FRAGMENTO DEL TEXTO:
+---+

Para Aristóteles, Empédocles es un filósofo pluralista, por explicar el cambio no a partir de un solo ser o principio, sino de cuatro elementos. Sin embargo para ésto se ve obligado a suponer que la Esfera es un estadio precósmico. Pues de otro modo está claro que antes de los cuatro elementos separados está la Esfera, donde todo está unido con el Amor, una Esfera comparable a la de Parménides.

El Uno y lo múltiple son dos etapas que alternan cíclicamente, marcadas por el predominio del Odio o el Amor.

Esta alternancia supone, para nuestro entender, que nunca hay un momento en que exista solamente Amor, pues el Odio debe conservarse en forma de semilla, lo cual explicaría que, en un momento dado, despierte y haga sacudir de nuevo los miembros de la Esfera, para comenzar a separarse entre sí.

Lo mismo que en el período de predominio del Odio, debe conservarse el amor en forma de semilla, para poder crecer a partir de ahí y recomenzar el camino de vuelta a casa.

Empédocles afirma ambos momentos como polos de una misma realidad, como dos aspectos contrarios que ésta adquiere.

En cambio, Parménides considera real sólo el momento en que la Esfera está, eterniza la Esfera, por cuanto la manifestación de la multiplicidad, la apariencia dividida no le parece real, pertenece a la apariencia que capta la ignorancia, es objeto de la opinión.

+---+

MATERIAL PROPORCIONADO:
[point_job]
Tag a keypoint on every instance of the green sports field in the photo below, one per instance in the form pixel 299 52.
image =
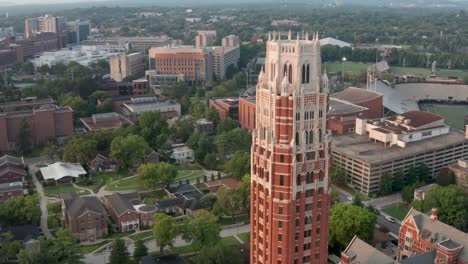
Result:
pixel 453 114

+---+

TAREAS:
1. Copia el fragmento sobre Empédocles a partir de las palabras "Esta alternancia supone, para" y detente tras "que ésta adquiere.". Cambia "semilla" por "germen".
2. Responde a partir del fragmento sobre Empédocles:
(a) Según Aristóteles, ¿a partir de cuántos elementos explica Empédocles el cambio?
(b) ¿Por el predominio de qué se marcan las etapas del Uno y lo múltiple?
(c) Para Parménides, ¿de qué es objeto la manifestación de la multiplicidad?
3. Traduce al inglés esta oración del fragmento sobre Empédocles: "El Uno y lo múltiple son dos etapas que alternan cíclicamente, marcadas por el predominio del Odio o el Amor."

RESPUESTAS:
1.
Esta alternancia supone, para nuestro entender, que nunca hay un momento en que exista solamente Amor, pues el Odio debe conservarse en forma de germen, lo cual explicaría que, en un momento dado, despierte y haga sacudir de nuevo los miembros de la Esfera, para comenzar a separarse entre sí.

Lo mismo que en el período de predominio del Odio, debe conservarse el amor en forma de germen, para poder crecer a partir de ahí y recomenzar el camino de vuelta a casa.

Empédocles afirma ambos momentos como polos de una misma realidad, como dos aspectos contrarios que ésta adquiere.

2.
(a) De cuatro elementos.
(b) Por el predominio del Odio o el Amor.
(c) Es objeto de la opinión.

3. The One and the many are two stages that alternate cyclically, marked by the predominance of Hate or Love.